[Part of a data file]
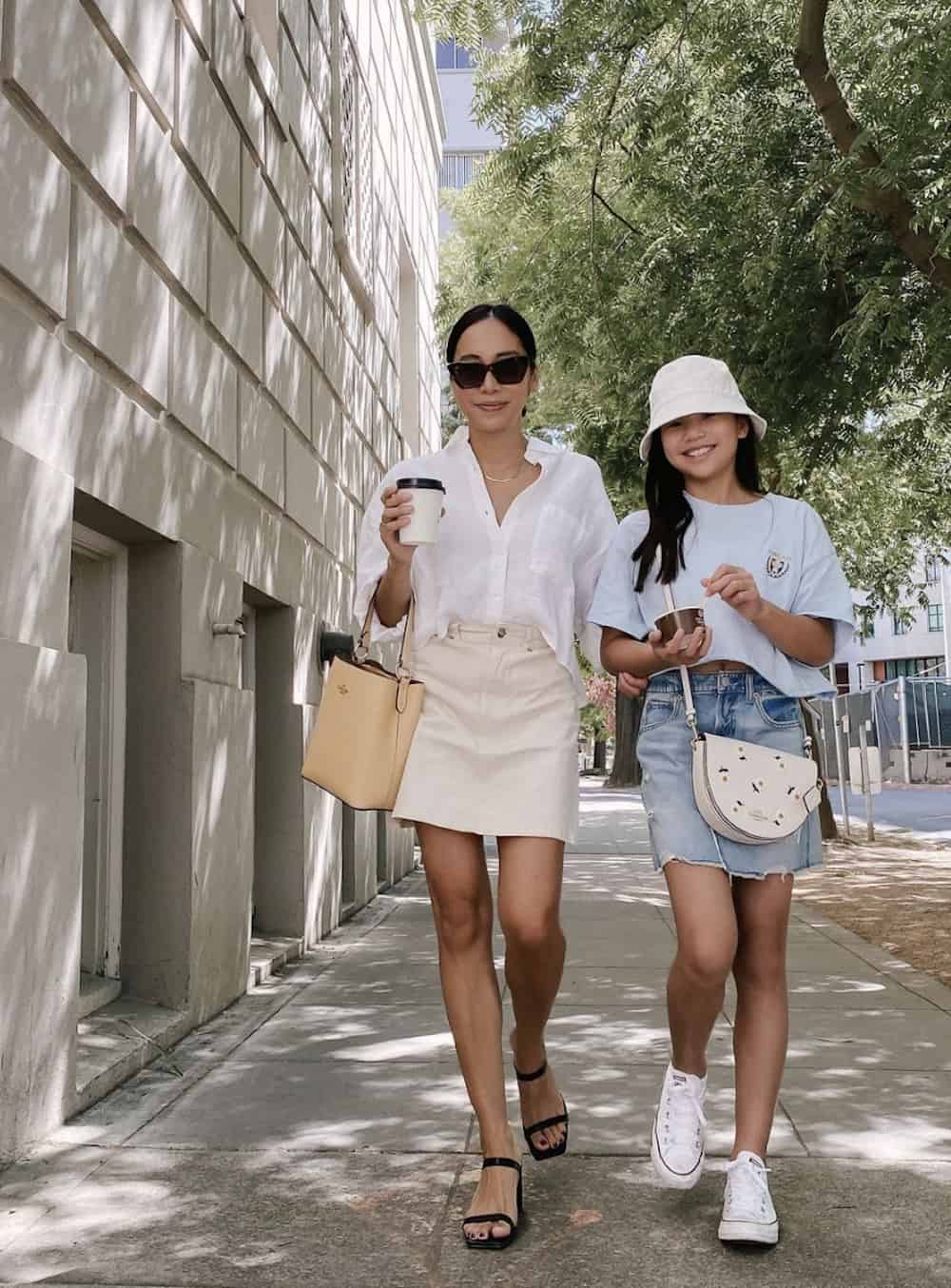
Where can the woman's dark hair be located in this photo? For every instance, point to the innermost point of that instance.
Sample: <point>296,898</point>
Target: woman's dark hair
<point>506,315</point>
<point>670,510</point>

● What you should do: Copy out the data above word for word, leaving out the picture.

● Full answer:
Where can the woman's dark hair be located in this photo? For every instance, point to the innermost point of that instance.
Sample: <point>296,898</point>
Target: woman's dark hair
<point>506,315</point>
<point>670,510</point>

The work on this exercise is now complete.